Kölelikten Kurtulma Rehberi (2/2)
Ben Niçin Köleydim?
Yıl 1995. Çektiğimiz komik fotoğrafları görebilmek için fotoğrafçı dükkanına gidip tüm özelimizi oradaki abi ile paylaşmak zorunda kaldığımız o karanlık dönem.
Google Maps yok. Kaybolduğumuzda “Sen buralı değil misin?” şeklinde bizi azarlayan esnaf dayılarla muhatap olmak zorundayız.
Video oyunları yok. Left 4 Dead‘i bilgisayarsız oynuyoruz. Zombi tehdidi yerine paslı çiviler var. İnşaat molozlarının arasında yaralanmadan savaşabilenler oyunu kazanıyor.
Bilgiye erişim kısıtlı. Her şey 10 sene geriden geliyor. Hayranı olduğumuz yabancı bir sanatçının hobilerini öğrenmemiz bile ciddi bir mesele. Onu geçtim, bir grubun single albümünü bulmak Güneydoğu sınırından keleş sokmakla eşdeğer.
Zaman da bizim için farklı akıyor. Amerika 1995’i yaşarken biz onların 80’lerden kalma filmlerini izliyoruz. Hayranlık içinde “Vay be! Adamlar teknolojide aşmış ya.” diyoruz.
Tabii o zamanlar milliyetçilik revaçta. Filmlerden görüp daha iyi bir hayata özendiğimiz için bizi Batı hayranı olmakla suçluyorlar. Devletlerine güvenleri öylesine tam. Sınıf arkadaşlarım sanki 10 sene sonra A101’de para üstü saymayacakmış gibi fonksiyon problemleri çözüyorlar.
++++++++++
● **Görev A**:
Okuma parçasına göre şu soruları yanıtlayın:
(i) Kaybolduğumuzda bizi "Sen buralı değil misin?" diye azarlayan kimdir?
(ii) Left 4 Dead bilgisayarsız oynanırken zombi tehdidinin yerinde ne vardır?
(iii) Amerika 1995'i yaşarken biz hangi döneme ait filmleri izliyoruz?
Okuma parçası ile kayıtlar arasında hiçbir bağ yoktur.

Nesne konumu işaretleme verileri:
++++++++++
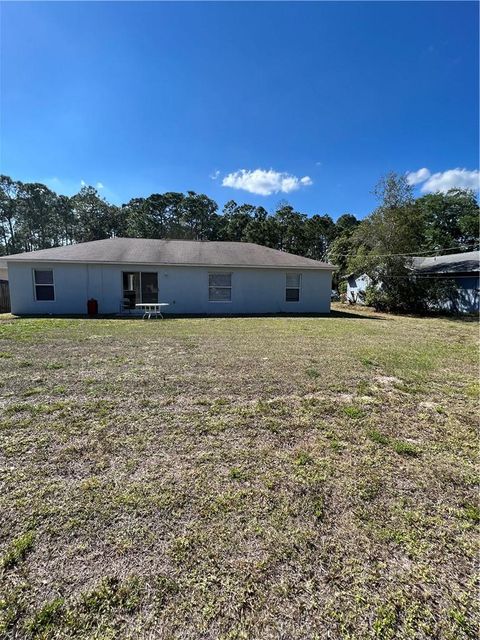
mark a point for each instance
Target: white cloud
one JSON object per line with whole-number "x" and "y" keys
{"x": 415, "y": 177}
{"x": 452, "y": 179}
{"x": 444, "y": 180}
{"x": 263, "y": 182}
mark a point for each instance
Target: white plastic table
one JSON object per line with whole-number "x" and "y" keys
{"x": 152, "y": 309}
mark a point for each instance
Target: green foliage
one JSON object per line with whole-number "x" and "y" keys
{"x": 34, "y": 217}
{"x": 399, "y": 228}
{"x": 353, "y": 412}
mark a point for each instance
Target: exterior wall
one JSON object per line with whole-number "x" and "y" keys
{"x": 184, "y": 288}
{"x": 356, "y": 287}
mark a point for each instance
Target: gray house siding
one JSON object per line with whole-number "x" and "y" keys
{"x": 254, "y": 290}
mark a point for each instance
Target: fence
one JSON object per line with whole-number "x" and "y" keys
{"x": 4, "y": 297}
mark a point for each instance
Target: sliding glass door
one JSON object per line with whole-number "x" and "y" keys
{"x": 140, "y": 287}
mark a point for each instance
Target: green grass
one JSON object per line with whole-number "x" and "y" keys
{"x": 239, "y": 478}
{"x": 17, "y": 550}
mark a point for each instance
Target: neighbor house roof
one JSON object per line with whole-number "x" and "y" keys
{"x": 172, "y": 252}
{"x": 453, "y": 263}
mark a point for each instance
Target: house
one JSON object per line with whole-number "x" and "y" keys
{"x": 193, "y": 277}
{"x": 462, "y": 268}
{"x": 4, "y": 289}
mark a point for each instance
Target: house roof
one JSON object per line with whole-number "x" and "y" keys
{"x": 172, "y": 252}
{"x": 453, "y": 263}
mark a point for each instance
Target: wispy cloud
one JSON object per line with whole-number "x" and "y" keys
{"x": 263, "y": 182}
{"x": 444, "y": 180}
{"x": 452, "y": 179}
{"x": 416, "y": 177}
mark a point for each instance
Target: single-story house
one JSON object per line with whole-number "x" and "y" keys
{"x": 462, "y": 268}
{"x": 3, "y": 271}
{"x": 193, "y": 277}
{"x": 4, "y": 289}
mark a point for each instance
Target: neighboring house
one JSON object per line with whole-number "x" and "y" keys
{"x": 462, "y": 268}
{"x": 194, "y": 277}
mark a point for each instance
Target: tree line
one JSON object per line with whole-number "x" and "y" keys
{"x": 32, "y": 217}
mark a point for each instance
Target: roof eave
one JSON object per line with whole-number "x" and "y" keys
{"x": 174, "y": 264}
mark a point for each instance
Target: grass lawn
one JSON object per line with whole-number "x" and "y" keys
{"x": 251, "y": 478}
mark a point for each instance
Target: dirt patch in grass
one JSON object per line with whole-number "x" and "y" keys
{"x": 238, "y": 478}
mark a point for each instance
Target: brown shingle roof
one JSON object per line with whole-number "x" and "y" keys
{"x": 172, "y": 252}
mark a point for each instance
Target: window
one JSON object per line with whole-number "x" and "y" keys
{"x": 220, "y": 287}
{"x": 44, "y": 287}
{"x": 292, "y": 287}
{"x": 140, "y": 287}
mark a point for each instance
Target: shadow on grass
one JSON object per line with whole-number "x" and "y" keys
{"x": 334, "y": 314}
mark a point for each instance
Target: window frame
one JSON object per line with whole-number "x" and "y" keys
{"x": 35, "y": 285}
{"x": 220, "y": 273}
{"x": 299, "y": 288}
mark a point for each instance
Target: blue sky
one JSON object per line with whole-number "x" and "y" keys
{"x": 312, "y": 101}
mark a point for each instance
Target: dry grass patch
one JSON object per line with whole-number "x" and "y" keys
{"x": 238, "y": 478}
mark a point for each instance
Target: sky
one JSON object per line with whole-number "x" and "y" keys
{"x": 257, "y": 102}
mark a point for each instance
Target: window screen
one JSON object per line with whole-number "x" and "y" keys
{"x": 292, "y": 287}
{"x": 219, "y": 287}
{"x": 44, "y": 287}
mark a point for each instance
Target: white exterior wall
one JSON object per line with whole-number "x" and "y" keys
{"x": 184, "y": 288}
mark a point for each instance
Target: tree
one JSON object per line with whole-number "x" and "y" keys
{"x": 451, "y": 219}
{"x": 385, "y": 240}
{"x": 37, "y": 216}
{"x": 9, "y": 214}
{"x": 199, "y": 217}
{"x": 319, "y": 233}
{"x": 290, "y": 227}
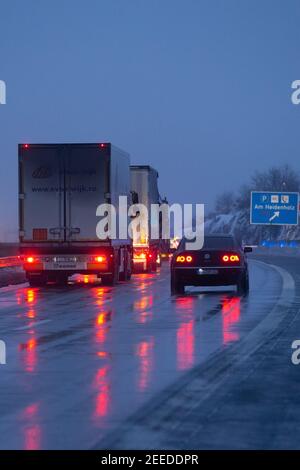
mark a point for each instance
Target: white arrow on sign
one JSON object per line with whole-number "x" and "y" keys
{"x": 276, "y": 214}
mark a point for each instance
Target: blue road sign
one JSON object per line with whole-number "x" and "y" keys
{"x": 274, "y": 208}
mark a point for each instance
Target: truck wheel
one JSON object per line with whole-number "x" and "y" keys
{"x": 243, "y": 285}
{"x": 37, "y": 281}
{"x": 111, "y": 279}
{"x": 176, "y": 285}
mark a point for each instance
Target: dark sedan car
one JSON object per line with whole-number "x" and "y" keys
{"x": 221, "y": 262}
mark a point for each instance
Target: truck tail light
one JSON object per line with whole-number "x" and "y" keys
{"x": 139, "y": 255}
{"x": 230, "y": 258}
{"x": 100, "y": 259}
{"x": 184, "y": 259}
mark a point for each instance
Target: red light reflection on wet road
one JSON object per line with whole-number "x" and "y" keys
{"x": 103, "y": 397}
{"x": 32, "y": 430}
{"x": 185, "y": 333}
{"x": 231, "y": 311}
{"x": 144, "y": 351}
++++++++++
● **Görev B**: Kayıtlarda "blue" sözcüğünü içeren her satırı listeleyin; büyük-küçük harf ayrımı önemlidir.

● **Yazılı yanıt A**:
(i) Esnaf dayılar.
(ii) Paslı çiviler.
(iii) 80'lerden kalma filmleri.

● **Yazılı yanıt B**:
Target: blue sky
Target: blue road sign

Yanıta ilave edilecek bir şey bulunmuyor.